- Instructions to follow
Starting at the line that contains "ceiling, as pixel coordinates.", reproduce every line through the end of the entries below, with no pictures in the copy.

- Object pointing dataset rows
○ ○ ○ ○ ○

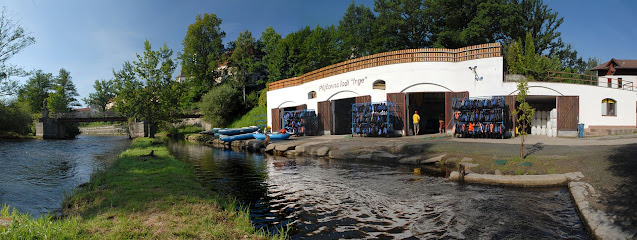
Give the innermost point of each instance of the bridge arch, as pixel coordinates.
(417, 84)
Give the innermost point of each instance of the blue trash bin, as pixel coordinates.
(580, 130)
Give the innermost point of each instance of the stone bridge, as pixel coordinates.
(52, 126)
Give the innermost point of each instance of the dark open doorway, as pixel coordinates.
(430, 107)
(342, 115)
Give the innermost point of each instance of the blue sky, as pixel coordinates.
(91, 38)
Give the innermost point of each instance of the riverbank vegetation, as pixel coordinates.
(146, 194)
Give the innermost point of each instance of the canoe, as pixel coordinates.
(211, 131)
(273, 136)
(236, 137)
(235, 131)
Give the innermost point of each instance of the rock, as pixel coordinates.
(300, 149)
(469, 165)
(383, 156)
(270, 148)
(284, 147)
(410, 160)
(254, 144)
(340, 154)
(291, 153)
(322, 152)
(364, 157)
(434, 159)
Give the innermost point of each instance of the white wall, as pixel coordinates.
(629, 82)
(453, 77)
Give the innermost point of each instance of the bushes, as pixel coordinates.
(220, 105)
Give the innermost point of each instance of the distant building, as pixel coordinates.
(617, 73)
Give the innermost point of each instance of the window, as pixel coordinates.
(608, 107)
(379, 84)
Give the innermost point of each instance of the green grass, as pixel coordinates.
(140, 197)
(248, 118)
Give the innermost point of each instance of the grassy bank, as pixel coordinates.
(140, 196)
(249, 118)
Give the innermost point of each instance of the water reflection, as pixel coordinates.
(326, 199)
(35, 174)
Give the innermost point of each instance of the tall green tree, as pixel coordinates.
(202, 53)
(244, 62)
(145, 89)
(401, 24)
(355, 30)
(268, 42)
(36, 90)
(13, 39)
(64, 92)
(524, 113)
(219, 105)
(104, 92)
(322, 47)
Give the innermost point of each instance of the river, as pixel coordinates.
(326, 199)
(35, 175)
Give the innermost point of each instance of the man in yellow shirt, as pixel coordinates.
(416, 118)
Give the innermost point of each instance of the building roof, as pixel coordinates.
(618, 63)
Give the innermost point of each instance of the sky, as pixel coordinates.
(91, 38)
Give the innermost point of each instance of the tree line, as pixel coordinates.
(224, 81)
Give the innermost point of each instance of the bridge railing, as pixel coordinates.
(81, 115)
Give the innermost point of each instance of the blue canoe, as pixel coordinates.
(236, 137)
(235, 131)
(212, 131)
(261, 136)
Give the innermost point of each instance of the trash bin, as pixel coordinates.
(580, 130)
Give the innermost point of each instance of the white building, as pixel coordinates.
(426, 80)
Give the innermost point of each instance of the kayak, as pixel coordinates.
(235, 131)
(211, 131)
(236, 137)
(273, 136)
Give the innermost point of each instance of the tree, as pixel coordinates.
(268, 42)
(63, 97)
(145, 89)
(401, 24)
(524, 113)
(355, 31)
(12, 40)
(218, 106)
(36, 90)
(322, 48)
(104, 92)
(244, 64)
(203, 49)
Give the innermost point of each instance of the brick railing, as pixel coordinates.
(402, 56)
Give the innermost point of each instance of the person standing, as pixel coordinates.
(416, 119)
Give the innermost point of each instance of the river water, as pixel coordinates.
(35, 175)
(326, 199)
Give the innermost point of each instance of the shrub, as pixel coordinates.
(220, 105)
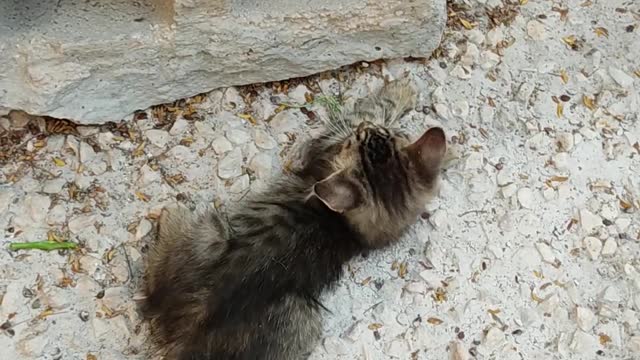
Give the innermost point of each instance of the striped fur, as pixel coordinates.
(248, 288)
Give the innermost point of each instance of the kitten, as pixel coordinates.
(248, 288)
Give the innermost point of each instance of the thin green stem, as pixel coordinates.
(42, 245)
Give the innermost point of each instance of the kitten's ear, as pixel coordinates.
(429, 150)
(338, 192)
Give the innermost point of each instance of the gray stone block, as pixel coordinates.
(97, 61)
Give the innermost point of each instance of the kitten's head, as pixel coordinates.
(379, 180)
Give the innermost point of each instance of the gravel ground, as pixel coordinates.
(531, 251)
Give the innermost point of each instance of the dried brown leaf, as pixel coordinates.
(559, 178)
(559, 110)
(625, 205)
(600, 31)
(59, 162)
(564, 76)
(142, 196)
(467, 24)
(588, 102)
(439, 295)
(249, 118)
(139, 150)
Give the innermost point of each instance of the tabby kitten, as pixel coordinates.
(248, 288)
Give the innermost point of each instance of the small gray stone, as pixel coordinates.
(583, 343)
(238, 136)
(85, 131)
(80, 223)
(622, 78)
(178, 127)
(609, 248)
(144, 227)
(261, 165)
(231, 165)
(57, 215)
(53, 186)
(221, 145)
(593, 246)
(264, 140)
(585, 318)
(589, 220)
(526, 198)
(240, 185)
(157, 137)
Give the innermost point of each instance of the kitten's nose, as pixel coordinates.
(364, 126)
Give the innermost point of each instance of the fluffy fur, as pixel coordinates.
(248, 287)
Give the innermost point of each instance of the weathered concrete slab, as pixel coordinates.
(97, 61)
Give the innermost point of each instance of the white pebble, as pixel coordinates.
(457, 351)
(561, 161)
(148, 176)
(238, 136)
(593, 246)
(634, 344)
(240, 185)
(611, 295)
(204, 129)
(585, 318)
(178, 127)
(610, 247)
(221, 145)
(494, 36)
(335, 346)
(53, 186)
(57, 215)
(460, 109)
(546, 252)
(609, 211)
(493, 338)
(459, 72)
(439, 219)
(442, 110)
(80, 223)
(144, 227)
(589, 221)
(157, 137)
(526, 198)
(416, 287)
(536, 30)
(474, 161)
(264, 140)
(622, 78)
(231, 165)
(475, 36)
(565, 141)
(397, 348)
(261, 165)
(583, 343)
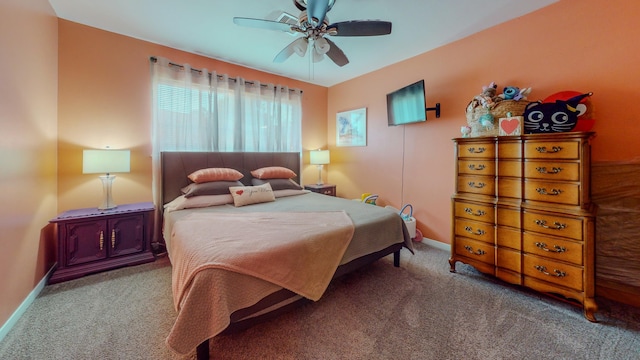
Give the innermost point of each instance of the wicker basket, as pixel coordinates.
(498, 110)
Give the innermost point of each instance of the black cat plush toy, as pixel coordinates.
(559, 116)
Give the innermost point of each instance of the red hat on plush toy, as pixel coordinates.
(585, 120)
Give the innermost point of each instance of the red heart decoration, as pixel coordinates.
(509, 126)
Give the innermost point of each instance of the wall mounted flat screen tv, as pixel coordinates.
(407, 105)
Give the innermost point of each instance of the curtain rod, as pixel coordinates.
(155, 59)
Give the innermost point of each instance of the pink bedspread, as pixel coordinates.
(248, 257)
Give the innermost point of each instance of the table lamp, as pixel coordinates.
(106, 162)
(319, 158)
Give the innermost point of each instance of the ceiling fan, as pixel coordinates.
(314, 25)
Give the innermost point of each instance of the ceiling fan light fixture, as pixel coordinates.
(321, 45)
(316, 56)
(300, 46)
(302, 4)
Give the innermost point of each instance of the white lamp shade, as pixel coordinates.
(105, 161)
(319, 157)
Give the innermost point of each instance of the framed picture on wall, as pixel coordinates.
(351, 128)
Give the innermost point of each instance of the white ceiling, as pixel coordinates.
(206, 27)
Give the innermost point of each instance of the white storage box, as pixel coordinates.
(409, 222)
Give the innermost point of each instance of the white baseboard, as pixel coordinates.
(437, 244)
(13, 319)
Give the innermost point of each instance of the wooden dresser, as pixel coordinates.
(522, 212)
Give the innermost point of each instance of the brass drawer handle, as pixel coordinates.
(477, 213)
(556, 248)
(543, 149)
(469, 229)
(478, 151)
(556, 225)
(556, 272)
(478, 168)
(480, 252)
(543, 170)
(553, 192)
(473, 185)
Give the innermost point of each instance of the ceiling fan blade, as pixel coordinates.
(336, 55)
(262, 24)
(317, 10)
(360, 28)
(298, 46)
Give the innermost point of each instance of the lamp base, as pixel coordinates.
(107, 200)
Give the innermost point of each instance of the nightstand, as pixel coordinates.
(92, 240)
(327, 189)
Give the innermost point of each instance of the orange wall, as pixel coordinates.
(28, 101)
(104, 92)
(585, 46)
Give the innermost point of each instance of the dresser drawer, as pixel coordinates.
(552, 150)
(509, 187)
(548, 170)
(509, 168)
(553, 271)
(483, 185)
(509, 217)
(475, 230)
(479, 212)
(477, 167)
(553, 248)
(509, 259)
(553, 225)
(552, 192)
(509, 150)
(508, 237)
(475, 250)
(477, 150)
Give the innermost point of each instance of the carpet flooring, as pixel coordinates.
(417, 311)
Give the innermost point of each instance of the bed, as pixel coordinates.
(219, 289)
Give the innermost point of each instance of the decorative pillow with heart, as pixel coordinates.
(273, 172)
(215, 174)
(510, 125)
(246, 195)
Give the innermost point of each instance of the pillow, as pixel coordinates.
(182, 202)
(246, 195)
(273, 172)
(289, 192)
(215, 174)
(209, 188)
(278, 184)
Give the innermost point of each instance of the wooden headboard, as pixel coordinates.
(176, 166)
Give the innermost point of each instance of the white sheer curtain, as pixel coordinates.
(198, 110)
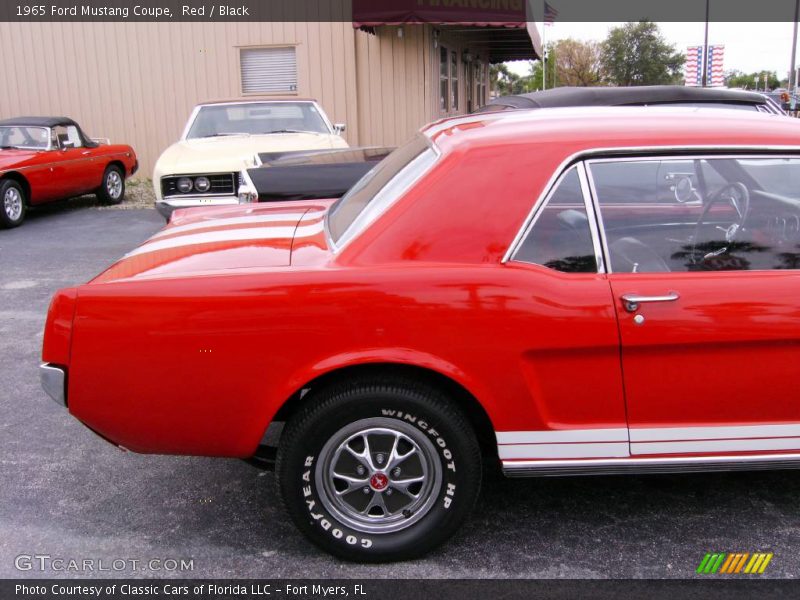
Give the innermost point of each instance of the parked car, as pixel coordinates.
(224, 137)
(564, 291)
(43, 159)
(308, 175)
(646, 95)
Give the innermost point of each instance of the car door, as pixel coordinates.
(566, 331)
(75, 168)
(708, 303)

○ ○ ○ ○ ○

- Task output
Give the innermost point of each instance of the white ceiling, as pixel coordinates.
(206, 27)
Give the innermost point of each instance of the white storage box, as pixel coordinates.
(409, 222)
Give the innermost point of each instance of the white baseboard, as pixel coordinates.
(437, 244)
(13, 319)
Give the innermost point of each instance of the wooden dresser, as pixel coordinates.
(522, 212)
Give the innermost point of each instance of the brass drawer handle, as pixel coordinates.
(477, 213)
(556, 248)
(543, 149)
(469, 229)
(478, 151)
(556, 225)
(556, 272)
(478, 168)
(480, 252)
(543, 170)
(553, 192)
(473, 185)
Give the innermost point of each instance of the ceiling fan blade, as pixel coordinates.
(336, 55)
(262, 24)
(317, 10)
(360, 28)
(298, 46)
Give the innermost point of each instance of the lamp base, as pixel coordinates.
(107, 200)
Give the innermost point of each instance of the nightstand, as pixel coordinates.
(92, 240)
(327, 189)
Give the innermost point of each instance of the orange wall, as pixel coordinates.
(28, 101)
(104, 92)
(585, 46)
Give the innermost point of each instance of the dresser drawer, as pixel coordinates.
(552, 150)
(509, 187)
(548, 170)
(509, 168)
(553, 271)
(483, 185)
(509, 217)
(475, 230)
(479, 212)
(477, 167)
(553, 248)
(509, 259)
(553, 225)
(552, 192)
(509, 150)
(508, 237)
(475, 250)
(477, 150)
Give the innermost point of each instance of the carpet flooring, as pixel coordinates.
(417, 311)
Give the innermost point of each instance of the bed, as pixel coordinates.
(219, 289)
Give the innermost point of each instance of the decorative pillow with heart, as pixel coordinates.
(273, 172)
(215, 174)
(510, 125)
(246, 195)
Give the innermost point of each instance of the pillow, as pixel coordinates.
(182, 202)
(246, 195)
(273, 172)
(289, 192)
(215, 174)
(209, 188)
(278, 184)
Give the innermost point of each instance of the wooden headboard, as pixel coordinates.
(176, 166)
Give the innermost point of each instance of the white sheer curtain, as pixel coordinates.
(198, 110)
Give the innermost point of each instance of the parked car, as pixel coordinates.
(224, 137)
(564, 291)
(43, 159)
(308, 175)
(646, 95)
Give the innermost point of each instance of the car door, as pixel coordinates.
(566, 331)
(75, 168)
(708, 303)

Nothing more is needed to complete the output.